• Passage
* Start *

The Place Where My Heart Dwells

heartdwells-1

“The desert lies beneath and soars beyond any possible human qualification. Therefore, sublime.” – Edward Abbey, Desert Solitaire

 

Everyone has a place, their place. The corner of the earth that reminds us we are living animals, the sweet spot of subliminal bliss. You know that place. When our piece of peace becomes more than an annual week vacation, more than a location, when it is the place our heart dwells; then we will be compelled to act when our place is threatened.

For me Eden is the sandstone of Southern Utah. When I bring my mind to stillness amongst the big box realtors, four lane highways and rectangular prisms that most of us call home, I see the immense red cliffs, arches, and precariously balanced hoodoos of the desert where my heart resides. Our wild desert is under siege, what seems to be the last of wilderness in our urban world. Fear that the dwelling place of my heart will be demolished has inspired my voice of stewardship.

Perhaps the desert would say her strongest supporter and most passionate admirer was the poet and author Edward Abbey. Half a century ago, Abbey illuminated his love and desire to preserve Utah South with poems, novels, and a wild sense of abandon. Even in Abbey’s time, the desert was threatened by “development” and destruction for the sake of generating money for the “right” people. In response to these threats, Abbey wrote and persuaded stewardship with eloquence of words.

Abbey fell for the desert his first morning on the job as a park ranger, when the sun rose over what was then known as Arches National Monument. His memoir of the initial glimpse into what we now call Abbey Country illustrates love at first sight:

“This is the most beautiful place on earth. There are many such places. Every man, every woman, carries in heart and mind the image of the ideal place, the right place, the one true home… For myself I’ll take Moab, Utah. I don’t mean the town itself, of course, but the country which surrounds it – the canyonlands. The slickrock desert. The red dust and the burnt cliffs and the lonely sky – all that which lies beyond the end of the roads.” D.S.

Red Breaks, Harris Wash

 

Love grew into a deep devotion exemplified in desert adoring characters, dedicated to revealing the beauty of our national treasure, the wild desert west. My favorite written admiration is from the furry hero of The Monkey Wrench Gang:

“Hayduke, by the window, gazed out at the scenery, that routine canyon country landscape – grandiose, desolate, shamelessly spectacular. Among those faraway buttes and pinnacles, rosy red against the sky lay the promise of something intimate – the intimate in the remote. A secret, a revelation.”

* End *

• Extracted records
* Start *

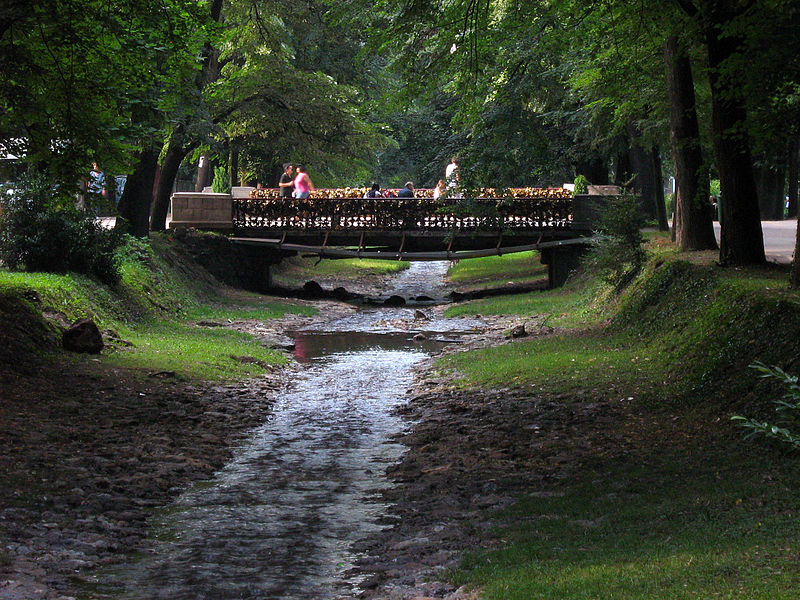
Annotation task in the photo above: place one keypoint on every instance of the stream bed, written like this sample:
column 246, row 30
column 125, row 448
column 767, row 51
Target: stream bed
column 278, row 521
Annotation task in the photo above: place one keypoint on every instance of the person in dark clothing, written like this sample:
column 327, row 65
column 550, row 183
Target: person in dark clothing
column 407, row 191
column 286, row 182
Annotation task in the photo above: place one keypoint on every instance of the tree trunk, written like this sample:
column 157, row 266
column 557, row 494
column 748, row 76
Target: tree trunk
column 173, row 157
column 693, row 224
column 233, row 160
column 134, row 206
column 742, row 240
column 594, row 169
column 203, row 170
column 660, row 204
column 793, row 174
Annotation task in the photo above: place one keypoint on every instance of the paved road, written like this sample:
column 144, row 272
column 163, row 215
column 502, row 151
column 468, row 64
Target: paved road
column 779, row 239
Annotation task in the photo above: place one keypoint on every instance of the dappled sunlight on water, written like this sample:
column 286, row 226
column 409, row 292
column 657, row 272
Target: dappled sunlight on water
column 278, row 521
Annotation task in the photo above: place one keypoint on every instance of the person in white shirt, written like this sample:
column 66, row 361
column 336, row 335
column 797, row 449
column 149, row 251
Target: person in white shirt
column 451, row 173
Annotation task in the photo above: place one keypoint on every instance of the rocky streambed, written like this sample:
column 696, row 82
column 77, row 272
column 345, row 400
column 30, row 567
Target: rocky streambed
column 90, row 452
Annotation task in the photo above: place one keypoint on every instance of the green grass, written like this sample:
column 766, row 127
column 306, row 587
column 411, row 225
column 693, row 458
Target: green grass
column 155, row 307
column 681, row 522
column 687, row 509
column 497, row 271
column 295, row 271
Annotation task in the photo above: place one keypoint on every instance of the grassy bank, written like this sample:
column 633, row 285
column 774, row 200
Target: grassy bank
column 160, row 317
column 667, row 500
column 497, row 271
column 293, row 272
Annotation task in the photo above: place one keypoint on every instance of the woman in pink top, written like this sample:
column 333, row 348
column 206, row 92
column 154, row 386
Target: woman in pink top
column 303, row 186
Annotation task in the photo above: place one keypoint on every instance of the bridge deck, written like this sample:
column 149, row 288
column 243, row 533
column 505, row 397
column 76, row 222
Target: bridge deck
column 409, row 228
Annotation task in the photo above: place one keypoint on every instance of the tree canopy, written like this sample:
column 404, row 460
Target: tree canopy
column 526, row 93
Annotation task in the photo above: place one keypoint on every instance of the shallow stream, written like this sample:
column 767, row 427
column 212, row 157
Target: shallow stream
column 278, row 520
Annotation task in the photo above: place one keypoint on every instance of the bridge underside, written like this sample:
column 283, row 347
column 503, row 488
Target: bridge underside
column 560, row 252
column 407, row 245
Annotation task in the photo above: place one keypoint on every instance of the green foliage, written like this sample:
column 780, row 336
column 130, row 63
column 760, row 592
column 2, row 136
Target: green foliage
column 42, row 230
column 85, row 80
column 154, row 309
column 787, row 407
column 714, row 188
column 222, row 181
column 617, row 252
column 581, row 185
column 497, row 271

* End *

• Given request A
Reproduce the desert essay word for word, from "heartdwells-1" to "place is threatened.".
• Given request B
Write what comes next in the desert essay, starting right after its final sentence.

• Response A
heartdwells-1

“The desert lies beneath and soars beyond any possible human qualification. Therefore, sublime.” – Edward Abbey, Desert Solitaire

 

Everyone has a place, their place. The corner of the earth that reminds us we are living animals, the sweet spot of subliminal bliss. You know that place. When our piece of peace becomes more than an annual week vacation, more than a location, when it is the place our heart dwells; then we will be compelled to act when our place is threatened.

• Response B
Like Abbey I fell for the desert in the morning light. Ready for the irony, on top of a houseboat, rocking gently on the placid waters of Lake Powell. Our home was parked in Seven Mile Canyon and in the soft morning sun, the vast cliffs glowed hues of orange and red. The blushing sandstone is forever imprinted on my mind, gazing up I felt insignificant and in the same moment part of the life force that connects us all. This moment was long before I knew of the atrocities committed with the creation of Glen Canyon Dam. As I read Abbey’s accounts, he paints an image that surpasses the beauty of Seven Mile Canyon reflecting the rising suns rays. Through his words I see the splendor that Lake Powell now smothers: “Once it was different there [Glen Canyon]. I know, for I was one of the lucky few (there could have been thousands more) who saw Glen Canyon before it was drowned. In fact, I saw only a part of it, but enough to realize that here was an Eden, a portion of the earth’s original paradise.” D.S.

The Place My Heart Resides

 

Despite the loss of Eden, the loss of Native American culture, and wanting to loathe Lake Powell the way our dear friends Seldom Seen, Doc Sarvis and Hayduke do, I can’t. I have spent one joyous week a year, for two decades, surrounded by my family and friends on “the blue death” as Seldom Seen calls it, floating beneath the walls of Glen Canyon. Regardless of the desire to despise, Lake Powell was the first spot where I was captivated by the desert’s quiet beauty. Since that first sight of slickrock, my world is constructed around the way to return to my hearts home. Lake Powell was an introduction, through the stagnant waters beneath glorious canyon walls I have searched and found remote corners of the “most beautiful place on earth.”

When your heart dwells in the wilderness, an inevitable transformation awaits. It is deep in the desert where we loose the constructs of society and begin to think in a way that challenges existing social systems. In the wilderness I am freed of the need to continuously purchase and consume the excess of material items that bombard our world. It is there, far away from sparling suburbia I am brave enough to challenge those who seek to destroy our land. The desert is inspiration to think, feel, and be a spiritual being. In our wilderness, our public wilderness, we become individuals. Individuals are dangerous and hard to control because we challenge the systems in place. The systems that serve those in power and trample all who get in the way of financial gain.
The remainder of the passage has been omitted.